-- Opening Marker --

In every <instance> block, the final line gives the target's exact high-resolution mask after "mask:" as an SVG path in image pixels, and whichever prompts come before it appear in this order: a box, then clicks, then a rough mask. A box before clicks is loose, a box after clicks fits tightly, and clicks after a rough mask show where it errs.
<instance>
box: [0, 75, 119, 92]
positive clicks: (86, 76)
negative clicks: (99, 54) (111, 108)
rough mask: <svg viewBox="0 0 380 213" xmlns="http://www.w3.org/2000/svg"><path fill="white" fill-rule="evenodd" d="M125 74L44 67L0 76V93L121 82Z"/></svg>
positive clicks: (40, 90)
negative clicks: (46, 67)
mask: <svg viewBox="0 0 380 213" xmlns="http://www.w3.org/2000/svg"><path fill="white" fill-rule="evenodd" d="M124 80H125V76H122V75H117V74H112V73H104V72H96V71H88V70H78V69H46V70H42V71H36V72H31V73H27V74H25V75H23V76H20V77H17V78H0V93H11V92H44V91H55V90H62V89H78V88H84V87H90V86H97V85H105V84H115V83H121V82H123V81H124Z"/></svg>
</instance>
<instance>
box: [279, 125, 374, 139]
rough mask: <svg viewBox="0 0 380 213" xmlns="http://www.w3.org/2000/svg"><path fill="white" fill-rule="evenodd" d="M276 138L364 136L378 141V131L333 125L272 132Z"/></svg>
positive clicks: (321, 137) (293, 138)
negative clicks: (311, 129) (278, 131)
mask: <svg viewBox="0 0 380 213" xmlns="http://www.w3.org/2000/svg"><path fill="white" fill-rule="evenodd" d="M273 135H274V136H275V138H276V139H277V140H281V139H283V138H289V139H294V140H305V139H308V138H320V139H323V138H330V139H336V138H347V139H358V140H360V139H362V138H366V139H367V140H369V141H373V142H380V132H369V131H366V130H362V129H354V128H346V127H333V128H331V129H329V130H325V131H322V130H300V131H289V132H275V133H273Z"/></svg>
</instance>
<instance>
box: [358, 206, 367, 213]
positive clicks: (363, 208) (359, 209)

-- Closing Marker --

### PROMPT
Repeat the listing above exactly, keeping every word as it stands.

### ANSWER SECTION
In every <instance> block, the final line gives the target's exact high-resolution mask after "mask:" as an SVG path in image pixels, and whichever prompts come before it appear in this order: a box, then clicks, then a rough mask. A box before clicks is loose, a box after clicks fits tightly, and clicks after a rough mask show where it errs.
<instance>
box: [0, 75, 119, 92]
positive clicks: (86, 76)
negative clicks: (99, 54) (111, 108)
rough mask: <svg viewBox="0 0 380 213" xmlns="http://www.w3.org/2000/svg"><path fill="white" fill-rule="evenodd" d="M125 74L44 67L0 76V93L121 82Z"/></svg>
positive clicks: (40, 90)
negative clicks: (46, 67)
mask: <svg viewBox="0 0 380 213" xmlns="http://www.w3.org/2000/svg"><path fill="white" fill-rule="evenodd" d="M124 80H125V76H122V75H117V74H112V73H104V72H96V71H88V70H78V69H46V70H42V71H36V72H31V73H27V74H25V75H23V76H20V77H17V78H0V93H11V92H44V91H55V90H62V89H78V88H84V87H90V86H97V85H105V84H115V83H121V82H123V81H124Z"/></svg>
</instance>
<instance>
box: [279, 125, 374, 139]
rough mask: <svg viewBox="0 0 380 213" xmlns="http://www.w3.org/2000/svg"><path fill="white" fill-rule="evenodd" d="M276 138L364 136L378 141V131L333 125L272 132Z"/></svg>
positive clicks: (321, 137) (293, 138)
negative clicks: (311, 129) (278, 131)
mask: <svg viewBox="0 0 380 213" xmlns="http://www.w3.org/2000/svg"><path fill="white" fill-rule="evenodd" d="M273 135H274V136H275V138H276V139H277V140H281V139H283V138H289V139H294V140H305V139H308V138H320V139H323V138H330V139H336V138H347V139H358V140H360V139H362V138H366V139H367V140H369V141H373V142H380V132H369V131H366V130H362V129H354V128H346V127H333V128H331V129H329V130H325V131H322V130H300V131H289V132H275V133H273Z"/></svg>
</instance>
<instance>
box: [358, 206, 367, 213]
positive clicks: (363, 208) (359, 209)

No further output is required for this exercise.